--- RECORDS TO PROCESS Enclosed Below ---

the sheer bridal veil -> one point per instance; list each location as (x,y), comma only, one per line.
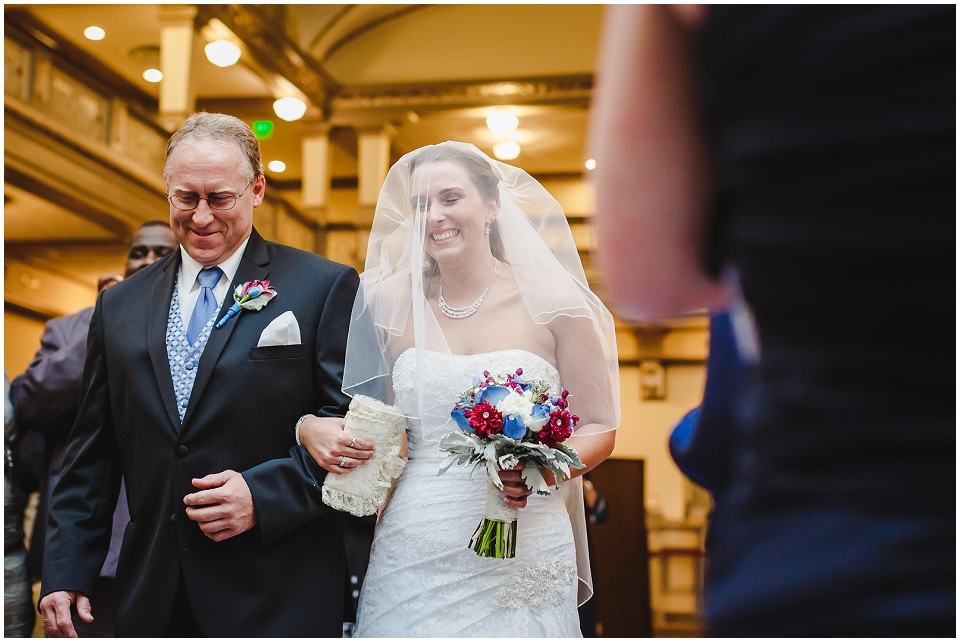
(395,307)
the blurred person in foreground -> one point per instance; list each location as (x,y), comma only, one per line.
(228,535)
(808,154)
(46,398)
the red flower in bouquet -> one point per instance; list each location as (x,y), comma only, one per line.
(558,428)
(485,420)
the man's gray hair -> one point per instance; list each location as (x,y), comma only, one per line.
(220,128)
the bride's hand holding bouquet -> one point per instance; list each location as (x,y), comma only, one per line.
(508,426)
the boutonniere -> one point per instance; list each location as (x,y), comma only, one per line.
(252,295)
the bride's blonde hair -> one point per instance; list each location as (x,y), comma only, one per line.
(484,177)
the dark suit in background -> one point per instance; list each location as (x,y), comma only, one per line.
(46,397)
(285,575)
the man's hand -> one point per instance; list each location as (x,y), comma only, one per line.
(223,507)
(55,609)
(324,439)
(107,280)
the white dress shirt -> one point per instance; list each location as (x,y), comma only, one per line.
(189,290)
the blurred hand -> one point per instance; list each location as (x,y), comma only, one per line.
(55,610)
(107,280)
(514,488)
(224,506)
(324,439)
(589,493)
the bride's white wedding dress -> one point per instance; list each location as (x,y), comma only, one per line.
(423,579)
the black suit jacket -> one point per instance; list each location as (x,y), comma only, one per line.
(45,400)
(283,577)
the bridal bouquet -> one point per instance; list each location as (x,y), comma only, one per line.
(503,421)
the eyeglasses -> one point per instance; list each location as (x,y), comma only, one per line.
(188,201)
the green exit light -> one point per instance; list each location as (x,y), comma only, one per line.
(263,129)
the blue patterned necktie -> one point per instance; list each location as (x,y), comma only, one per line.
(206,303)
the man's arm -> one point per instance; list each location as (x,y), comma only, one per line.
(654,183)
(46,396)
(82,506)
(283,493)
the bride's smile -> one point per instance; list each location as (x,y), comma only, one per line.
(457,215)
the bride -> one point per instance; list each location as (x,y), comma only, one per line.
(471,267)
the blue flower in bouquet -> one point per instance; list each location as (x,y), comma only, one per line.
(505,421)
(513,427)
(460,416)
(493,395)
(539,417)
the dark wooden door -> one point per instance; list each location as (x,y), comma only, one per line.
(621,573)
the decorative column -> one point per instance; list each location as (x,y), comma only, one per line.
(373,162)
(315,181)
(176,47)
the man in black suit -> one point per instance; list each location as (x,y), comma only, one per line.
(228,534)
(45,399)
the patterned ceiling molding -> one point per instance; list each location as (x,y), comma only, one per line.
(382,103)
(573,89)
(272,49)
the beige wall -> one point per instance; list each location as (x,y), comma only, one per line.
(21,340)
(645,428)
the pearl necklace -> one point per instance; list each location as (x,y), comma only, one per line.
(464,312)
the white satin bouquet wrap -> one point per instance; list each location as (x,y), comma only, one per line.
(363,490)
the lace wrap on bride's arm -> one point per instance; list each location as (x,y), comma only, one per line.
(363,490)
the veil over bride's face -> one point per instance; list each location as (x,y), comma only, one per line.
(456,214)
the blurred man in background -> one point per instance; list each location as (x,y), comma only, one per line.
(46,398)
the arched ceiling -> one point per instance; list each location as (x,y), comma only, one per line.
(431,71)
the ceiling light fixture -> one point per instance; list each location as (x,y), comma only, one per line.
(94,33)
(502,122)
(507,150)
(222,53)
(289,108)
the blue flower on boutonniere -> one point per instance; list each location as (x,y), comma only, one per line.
(252,295)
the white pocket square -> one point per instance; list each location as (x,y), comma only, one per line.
(282,331)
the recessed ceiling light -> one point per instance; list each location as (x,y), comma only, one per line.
(222,53)
(507,150)
(289,108)
(502,122)
(94,33)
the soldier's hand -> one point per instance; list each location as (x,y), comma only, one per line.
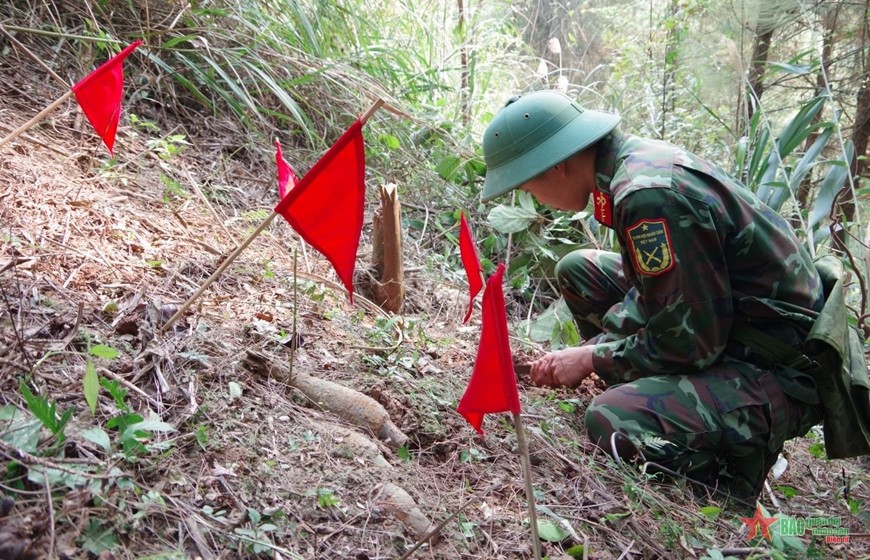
(566,367)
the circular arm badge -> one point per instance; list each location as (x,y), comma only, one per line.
(650,246)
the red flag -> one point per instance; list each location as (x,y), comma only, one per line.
(326,206)
(285,172)
(99,95)
(493,384)
(471,262)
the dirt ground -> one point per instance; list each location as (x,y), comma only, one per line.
(98,253)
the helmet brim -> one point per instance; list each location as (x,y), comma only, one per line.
(580,133)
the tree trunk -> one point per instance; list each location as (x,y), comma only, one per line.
(829,22)
(760,52)
(465,71)
(389,287)
(860,131)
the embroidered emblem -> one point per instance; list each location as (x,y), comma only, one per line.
(603,208)
(650,245)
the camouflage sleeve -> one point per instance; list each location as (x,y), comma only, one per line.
(678,317)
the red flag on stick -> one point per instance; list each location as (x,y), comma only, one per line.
(493,384)
(468,254)
(99,95)
(285,172)
(326,206)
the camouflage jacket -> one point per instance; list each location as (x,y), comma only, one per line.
(700,251)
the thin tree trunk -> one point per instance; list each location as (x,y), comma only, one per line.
(861,130)
(465,71)
(829,22)
(760,52)
(389,286)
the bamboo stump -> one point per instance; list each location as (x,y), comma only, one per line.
(388,287)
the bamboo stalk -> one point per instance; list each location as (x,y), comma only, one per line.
(527,477)
(229,260)
(35,120)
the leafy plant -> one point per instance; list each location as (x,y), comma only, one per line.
(46,411)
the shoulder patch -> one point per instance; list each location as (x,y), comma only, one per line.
(603,208)
(650,246)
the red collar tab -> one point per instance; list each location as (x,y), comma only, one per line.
(603,208)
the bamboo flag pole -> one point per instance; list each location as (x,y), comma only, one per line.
(232,257)
(527,477)
(523,445)
(35,120)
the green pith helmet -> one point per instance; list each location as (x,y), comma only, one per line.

--- End of Enclosed RECORDS TO PROCESS ---

THE TASK: The data above should be returned in full, exactly as written, apart from its images.

EXERCISE OUTPUT:
the sheer bridal veil -> one point per instance; list each location as (x,y), comma only, one per line.
(395,307)
the blurred person in foreground -> one point per instance; list each location as (x,y), comma only, one per line.
(228,535)
(808,154)
(46,398)
the red flower in bouquet -> one point per instance; list each location as (x,y), comma only, one per line.
(558,428)
(485,420)
the man's gray hair -> one point per instance; list each location as (x,y), comma only, one per line.
(220,128)
the bride's hand holding bouquet -> one point per instance; list each location as (x,y), comma only, one per line.
(508,426)
the boutonniere -> one point per instance; list each location as (x,y), comma only, one per line.
(252,295)
the bride's blonde hair -> one point per instance; list each location as (x,y), comma only, one per line.
(484,177)
the dark suit in background -> one point per instance; list each location as (x,y), comma only, one per line.
(46,397)
(285,575)
the man's hand -> one point per instance; list each location as (x,y), comma only, one per line.
(223,507)
(55,609)
(324,439)
(107,280)
the white dress shirt -> one point per instance; list each location as (x,y), comma only, one per line.
(189,290)
the blurred hand -> one point per instance; list each location as (x,y), comma only, one per line.
(55,610)
(107,280)
(514,488)
(224,506)
(324,439)
(589,493)
the bride's white wedding dress -> one point per instance; list each location as (x,y), comma only, one per line.
(423,579)
the black suit jacket -> one point per instance; list each location as (x,y), comma only, one per line.
(45,400)
(283,577)
the bridal bouquet -> one point per instance; list each location as (x,y), comma only, one per line.
(503,421)
the eyeglasses -> one point per instance; list each location as (x,y), comma only, one per line.
(188,201)
the green exit light -> one point per instance; list each location as (x,y), comma only, one per line.
(263,129)
the blue patterned necktie -> one point per instance; list each location as (x,y), comma only, one per line.
(206,303)
the man's arm -> one point per instance; list each location as (x,y), comma only, one per line.
(654,183)
(46,396)
(82,506)
(283,493)
the bride's smile -> one point per instance; list each location as (x,y), comma only, one per line.
(457,215)
the bride -> one point per instance; list each location as (x,y), comma only, one per line.
(471,267)
the blue flower in bouquet -> one point per instance; list each location as (x,y), comma only, one per line.
(505,421)
(513,427)
(460,416)
(493,395)
(539,417)
the dark wooden door -> one point per instance; list each location as (x,y), comma only, one per line.
(621,573)
the decorative column -> one point per instance; list each location as (x,y), comma only, one per line.
(373,162)
(315,181)
(176,47)
the man in black suit -> one point per instance; list each location as (x,y), comma only, one per line.
(228,534)
(45,399)
the patterned ceiling molding -> one point per instance; list each location as (x,y), comma only, one per line.
(382,103)
(573,89)
(272,49)
the beige wall -> one point per instance; list each location as (x,y), comma only, one per line.
(21,340)
(645,428)
the pearl necklace -> one point per instance; list each location as (x,y), comma only, one per line.
(464,312)
the white satin bouquet wrap -> one point per instance; list each location as (x,y), comma only, one per line.
(363,490)
the lace wrap on bride's arm -> one point per instance; list each location as (x,y), comma only, one per line.
(363,490)
the veil over bride's face -> one point per instance; list each location as (x,y), comma only, one per line.
(456,214)
the blurred man in background -> one point per instance; list each location as (x,y), comma only, one per line.
(46,398)
the arched ceiling -> one point per instance; list each location as (x,y), comma only, one per line.
(431,71)
the ceiling light fixture -> one point per instance; list each location as (x,y), comma only, one per line.
(94,33)
(502,122)
(507,150)
(222,53)
(289,108)
the blue flower on boutonniere -> one point per instance; list each location as (x,y), comma only, one per line.
(252,295)
the white pocket square -> one point per instance; list each location as (x,y), comma only, one per line.
(282,331)
the recessed ceiling light -> one point per instance; list each location as (x,y), comma only, one per line.
(222,53)
(507,150)
(289,108)
(502,122)
(94,33)
the soldier's hand -> one point per instance; list each location as (x,y), comma only, one per line.
(566,367)
the circular arm badge -> one point per instance; list each location as (x,y), comma only, one per line.
(650,246)
the red flag -> one point per instance; list each location as (x,y), comma only, one per line.
(326,206)
(285,172)
(99,95)
(493,384)
(471,262)
the dirt ground -> one point per instance; list each location as (x,y), comma only, one per line.
(98,253)
the helmet brim -> one point per instance; list each location as (x,y), comma only, one per line.
(580,133)
the tree trunk -> one point per instance; list each location as (x,y), comma only, one per line.
(829,22)
(760,52)
(465,71)
(389,287)
(860,131)
the embroidered emblem -> one point per instance; list each location as (x,y), comma only, one per line.
(603,208)
(650,245)
the camouflage sleeve -> one point per instance; list each location as (x,y), comma only, one per line.
(678,317)
the red flag on stick -> one point per instance; list each location as (x,y), comma only, one per line.
(493,384)
(468,254)
(99,95)
(285,172)
(326,206)
the camouflage jacket -> one point per instance; list each location as (x,y), comma only, one per line.
(700,251)
the thin tree trunk -> one point per instance; list each location as (x,y), comma only, one per line.
(861,130)
(465,71)
(829,22)
(760,52)
(389,286)
the bamboo stump -> one point per instance; list each location as (x,y), comma only, one per line.
(388,287)
the bamboo stalk -> one point per instance; list each location as (x,y), comma only, one per line.
(527,477)
(229,260)
(35,120)
the leafy plant -> one point per instance; list each location as (x,y), comma only, one per line.
(46,411)
the shoulder patch -> one point per instance; list each location as (x,y), comma only, one per line.
(603,208)
(650,246)
the red collar tab -> one point per instance; list each location as (x,y), comma only, one per line.
(603,208)
the bamboo flag pole -> one point per instance; list each location as (x,y), comma only, one per line.
(232,257)
(527,477)
(523,445)
(35,120)
the green pith helmet -> one point per instance; list each location as (x,y), comma only, one per line.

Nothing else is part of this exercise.